● **Provided records**:

##########

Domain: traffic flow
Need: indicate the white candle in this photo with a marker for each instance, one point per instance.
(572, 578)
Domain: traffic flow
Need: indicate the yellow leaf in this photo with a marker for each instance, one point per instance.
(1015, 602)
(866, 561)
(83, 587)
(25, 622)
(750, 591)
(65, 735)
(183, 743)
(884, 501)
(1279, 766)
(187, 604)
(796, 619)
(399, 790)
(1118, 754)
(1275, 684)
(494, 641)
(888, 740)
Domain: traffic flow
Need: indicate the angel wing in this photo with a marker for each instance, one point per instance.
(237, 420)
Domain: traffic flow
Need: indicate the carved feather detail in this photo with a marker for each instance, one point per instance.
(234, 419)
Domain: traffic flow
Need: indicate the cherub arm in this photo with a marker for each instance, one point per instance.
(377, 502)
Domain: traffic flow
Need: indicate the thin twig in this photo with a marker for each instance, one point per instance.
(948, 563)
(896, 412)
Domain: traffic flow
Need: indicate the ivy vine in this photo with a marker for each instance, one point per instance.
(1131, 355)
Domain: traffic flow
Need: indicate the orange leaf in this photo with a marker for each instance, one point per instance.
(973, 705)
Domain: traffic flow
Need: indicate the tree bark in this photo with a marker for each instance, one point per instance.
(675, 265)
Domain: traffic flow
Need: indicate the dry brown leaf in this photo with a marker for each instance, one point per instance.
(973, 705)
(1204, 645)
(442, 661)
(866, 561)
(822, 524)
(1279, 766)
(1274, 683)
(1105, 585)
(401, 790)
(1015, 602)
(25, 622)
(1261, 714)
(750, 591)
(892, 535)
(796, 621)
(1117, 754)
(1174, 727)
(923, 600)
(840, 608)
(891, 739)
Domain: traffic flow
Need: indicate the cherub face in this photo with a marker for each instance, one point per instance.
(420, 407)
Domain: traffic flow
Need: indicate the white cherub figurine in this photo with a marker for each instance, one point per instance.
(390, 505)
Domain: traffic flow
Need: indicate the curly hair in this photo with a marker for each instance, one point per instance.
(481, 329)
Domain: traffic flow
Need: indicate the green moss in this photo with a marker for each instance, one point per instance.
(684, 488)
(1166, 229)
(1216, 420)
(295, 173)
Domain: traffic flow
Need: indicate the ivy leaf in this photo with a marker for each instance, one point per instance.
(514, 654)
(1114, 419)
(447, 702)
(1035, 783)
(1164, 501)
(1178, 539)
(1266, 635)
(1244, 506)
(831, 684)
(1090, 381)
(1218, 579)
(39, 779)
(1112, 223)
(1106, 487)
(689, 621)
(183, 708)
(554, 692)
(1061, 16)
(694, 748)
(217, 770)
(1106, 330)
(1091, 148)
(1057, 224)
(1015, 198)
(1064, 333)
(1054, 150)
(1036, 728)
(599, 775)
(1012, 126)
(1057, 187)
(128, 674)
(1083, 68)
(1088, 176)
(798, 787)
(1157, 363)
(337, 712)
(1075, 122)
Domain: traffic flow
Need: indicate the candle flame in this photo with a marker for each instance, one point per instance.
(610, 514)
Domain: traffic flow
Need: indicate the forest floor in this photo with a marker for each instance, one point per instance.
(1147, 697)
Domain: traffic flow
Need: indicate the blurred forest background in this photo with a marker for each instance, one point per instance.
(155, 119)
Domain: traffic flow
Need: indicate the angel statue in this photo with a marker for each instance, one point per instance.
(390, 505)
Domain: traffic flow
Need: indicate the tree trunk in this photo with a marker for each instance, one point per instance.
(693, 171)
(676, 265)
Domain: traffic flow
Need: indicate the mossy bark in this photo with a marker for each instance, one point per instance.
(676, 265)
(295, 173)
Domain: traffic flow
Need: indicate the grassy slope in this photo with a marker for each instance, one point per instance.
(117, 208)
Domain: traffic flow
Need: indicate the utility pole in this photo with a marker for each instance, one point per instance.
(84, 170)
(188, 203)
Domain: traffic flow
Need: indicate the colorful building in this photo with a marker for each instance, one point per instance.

##########

● **Requirements**: Reproduce all of the material above word for word.

● **Finished task**:
Domain: traffic flow
Need: indicate the white candle in this photo with a marker for each instance, one point per instance.
(572, 578)
Domain: traffic flow
Need: indicate the yellow leaf in this photo with a marker for each instance, one point per instance.
(1015, 602)
(866, 561)
(83, 587)
(25, 622)
(750, 591)
(65, 735)
(183, 743)
(884, 501)
(1279, 766)
(187, 604)
(796, 619)
(399, 790)
(1118, 754)
(1275, 684)
(494, 641)
(888, 740)
Domain: traffic flow
Need: indicate the angel wing in this photo with a marker for each instance, one point per instance.
(237, 420)
Domain: traffic flow
Need: indicate the carved feather detail in this photo with a marker for each instance, one point per instance.
(234, 419)
Domain: traffic flow
Need: indicate the cherub arm in this photo with a marker for each instance, one point per instance.
(377, 502)
Domain: traffic flow
Need: indicate the thin twig in this photo with a marker for each instance, one point per instance.
(948, 563)
(896, 412)
Domain: traffic flow
Need: indicate the ivy vine in this photo with a marker for each instance, one point per instance.
(1131, 355)
Domain: traffic flow
Need: indicate the orange leaf in this photo with a marker for each instance, one point per instance.
(973, 705)
Domain: traffic flow
Need: indicate the tree bark in this photo with a marker for each instance, one point per instance.
(675, 265)
Domain: traffic flow
Need: indicate the dry brown leaf in this photo with a marker for each instance, one point per instance.
(973, 705)
(1204, 645)
(442, 661)
(866, 561)
(822, 524)
(1279, 766)
(1274, 683)
(1105, 585)
(401, 790)
(1015, 602)
(25, 622)
(1261, 714)
(750, 591)
(892, 535)
(796, 621)
(1117, 754)
(1174, 727)
(923, 600)
(840, 608)
(891, 739)
Domain: traffic flow
Need: indicate the cherub face in this photo with a marker for each instance, one point per instance.
(420, 407)
Domain: traffic flow
Need: indicate the white cherub figurine in this photo with a marker for each instance, one point per instance.
(390, 505)
Domain: traffic flow
Need: indicate the curly hair in this photo with a marker for each instance, one point per instance.
(481, 329)
Domain: traffic flow
Need: indicate the green moss in this photo with a marker for each instance, one point per instance.
(684, 488)
(1166, 229)
(1216, 420)
(295, 173)
Domain: traffic flow
Need: indicate the ivy leaf in this photo with a marker for each instance, one point per instance.
(514, 654)
(1114, 419)
(447, 702)
(1035, 783)
(1164, 501)
(1178, 539)
(1266, 635)
(1244, 506)
(831, 684)
(1090, 381)
(1218, 579)
(39, 779)
(1112, 223)
(1106, 487)
(689, 621)
(183, 708)
(554, 692)
(1061, 16)
(694, 748)
(217, 770)
(1106, 330)
(1091, 148)
(1057, 224)
(1015, 198)
(1064, 333)
(1054, 150)
(1036, 728)
(599, 775)
(1012, 126)
(1057, 187)
(128, 674)
(1083, 68)
(1088, 176)
(798, 787)
(1157, 363)
(337, 712)
(1075, 122)
Domain: traffic flow
Need: indicate the candle flame in this photo with a marker for each instance, one point per instance.
(610, 514)
Domain: traffic flow
Need: indicate the forest floor in this photo with a marker for each instance, one point per instance.
(1147, 697)
Domain: traffic flow
Need: indicate the blurred forest background in this photo with a marker for each instance, one point per instance.
(155, 119)
Domain: traffic flow
Need: indicate the angel statue in this photo with a marker for each instance, one point per instance.
(390, 505)
Domain: traffic flow
Need: indicate the tree trunk in this photo with a marker for each instance, one point per instance.
(693, 171)
(676, 265)
Domain: traffic flow
Need: indicate the mossy bark in this photo with a marker for each instance, one point per instance.
(676, 265)
(295, 173)
Domain: traffic flow
Need: indicate the grassy slope in this photo with a marker for each instance, one point per instance.
(117, 208)
Domain: traffic flow
Need: indicate the utility pole in this photo with a marker for each instance, one point per instance.
(84, 170)
(188, 203)
Domain: traffic flow
Need: indicate the colorful building in this photo with a marker for each instance, one point per instance.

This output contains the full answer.